▶ _Given problem_
Print verbatim the lines of the entries from the one containing "the house with white" to the last, inclusive, and no others.
______
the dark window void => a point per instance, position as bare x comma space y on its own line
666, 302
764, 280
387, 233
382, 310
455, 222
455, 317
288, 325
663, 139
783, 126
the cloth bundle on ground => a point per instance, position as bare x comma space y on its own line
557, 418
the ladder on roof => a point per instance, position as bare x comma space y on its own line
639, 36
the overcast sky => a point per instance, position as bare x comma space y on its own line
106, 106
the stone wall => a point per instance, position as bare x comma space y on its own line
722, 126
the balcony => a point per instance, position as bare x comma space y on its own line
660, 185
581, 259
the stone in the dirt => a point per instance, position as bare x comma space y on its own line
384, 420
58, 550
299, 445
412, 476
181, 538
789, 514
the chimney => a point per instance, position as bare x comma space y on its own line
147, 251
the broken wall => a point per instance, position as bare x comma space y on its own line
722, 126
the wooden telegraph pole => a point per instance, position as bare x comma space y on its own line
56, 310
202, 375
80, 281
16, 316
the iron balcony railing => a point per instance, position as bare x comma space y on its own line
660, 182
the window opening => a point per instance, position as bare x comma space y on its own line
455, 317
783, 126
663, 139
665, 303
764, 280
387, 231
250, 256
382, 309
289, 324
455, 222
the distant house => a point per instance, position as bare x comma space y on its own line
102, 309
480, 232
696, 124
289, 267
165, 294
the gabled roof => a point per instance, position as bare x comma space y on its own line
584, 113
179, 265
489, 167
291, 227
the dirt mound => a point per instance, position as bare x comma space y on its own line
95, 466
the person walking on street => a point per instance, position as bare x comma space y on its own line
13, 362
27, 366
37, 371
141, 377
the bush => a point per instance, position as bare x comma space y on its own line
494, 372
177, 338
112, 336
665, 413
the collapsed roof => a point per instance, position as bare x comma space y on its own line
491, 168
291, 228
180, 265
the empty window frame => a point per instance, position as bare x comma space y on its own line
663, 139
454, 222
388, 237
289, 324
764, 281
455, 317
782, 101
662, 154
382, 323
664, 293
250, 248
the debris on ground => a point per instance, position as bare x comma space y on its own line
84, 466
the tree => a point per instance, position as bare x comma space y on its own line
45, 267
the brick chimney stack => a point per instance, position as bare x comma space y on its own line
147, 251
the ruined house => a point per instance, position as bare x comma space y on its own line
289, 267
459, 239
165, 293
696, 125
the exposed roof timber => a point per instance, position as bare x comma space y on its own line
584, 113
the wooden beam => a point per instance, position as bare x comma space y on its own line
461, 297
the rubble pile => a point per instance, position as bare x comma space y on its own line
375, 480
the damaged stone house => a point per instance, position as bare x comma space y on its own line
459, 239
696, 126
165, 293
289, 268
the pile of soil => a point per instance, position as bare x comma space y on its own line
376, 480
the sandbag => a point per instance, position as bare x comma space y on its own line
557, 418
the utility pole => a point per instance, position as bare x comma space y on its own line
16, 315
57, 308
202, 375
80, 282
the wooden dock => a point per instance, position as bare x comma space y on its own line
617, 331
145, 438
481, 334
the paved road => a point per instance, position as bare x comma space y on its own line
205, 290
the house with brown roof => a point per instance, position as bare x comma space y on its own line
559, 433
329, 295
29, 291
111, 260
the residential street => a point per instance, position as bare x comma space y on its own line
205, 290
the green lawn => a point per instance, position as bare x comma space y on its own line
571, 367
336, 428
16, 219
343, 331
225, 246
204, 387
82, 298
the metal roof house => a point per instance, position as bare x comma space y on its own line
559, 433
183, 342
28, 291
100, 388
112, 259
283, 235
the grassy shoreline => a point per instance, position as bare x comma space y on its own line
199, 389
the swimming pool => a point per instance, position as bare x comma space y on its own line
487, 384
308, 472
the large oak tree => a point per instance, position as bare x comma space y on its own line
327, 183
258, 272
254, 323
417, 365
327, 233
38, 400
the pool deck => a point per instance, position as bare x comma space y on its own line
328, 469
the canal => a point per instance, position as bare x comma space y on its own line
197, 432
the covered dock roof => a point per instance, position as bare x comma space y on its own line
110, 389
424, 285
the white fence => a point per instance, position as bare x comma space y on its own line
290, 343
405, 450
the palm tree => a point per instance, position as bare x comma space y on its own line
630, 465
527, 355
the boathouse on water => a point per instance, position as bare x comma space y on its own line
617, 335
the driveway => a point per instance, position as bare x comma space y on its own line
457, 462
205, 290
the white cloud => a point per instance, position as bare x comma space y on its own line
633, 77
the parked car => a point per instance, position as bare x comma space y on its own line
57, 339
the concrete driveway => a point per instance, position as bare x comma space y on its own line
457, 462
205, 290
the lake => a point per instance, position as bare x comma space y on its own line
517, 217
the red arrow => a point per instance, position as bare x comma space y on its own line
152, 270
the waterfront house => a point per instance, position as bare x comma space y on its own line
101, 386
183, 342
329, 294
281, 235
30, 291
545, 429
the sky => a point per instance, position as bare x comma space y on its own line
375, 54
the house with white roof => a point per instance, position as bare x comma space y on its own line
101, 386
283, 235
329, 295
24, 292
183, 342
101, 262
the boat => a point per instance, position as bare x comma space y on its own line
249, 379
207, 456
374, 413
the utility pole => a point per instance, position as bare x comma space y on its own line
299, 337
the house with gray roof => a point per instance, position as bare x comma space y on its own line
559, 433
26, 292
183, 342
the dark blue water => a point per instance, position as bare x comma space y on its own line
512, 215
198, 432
______
▶ _Written response_
the house with white roof => a point per instance, position as bare x comma space y on its own line
101, 386
283, 235
329, 295
24, 292
183, 342
101, 262
the boat => a point per instance, position as bare x comma space y on its own line
249, 379
207, 456
374, 413
the utility pole => a point per instance, position as bare x comma space y on its own line
299, 337
the house with gray roof => a point per instance, position as bare x comma space y on its own line
559, 433
26, 292
183, 342
the dark blue water => a point per instance, position as bare x comma space y on its own line
512, 215
198, 432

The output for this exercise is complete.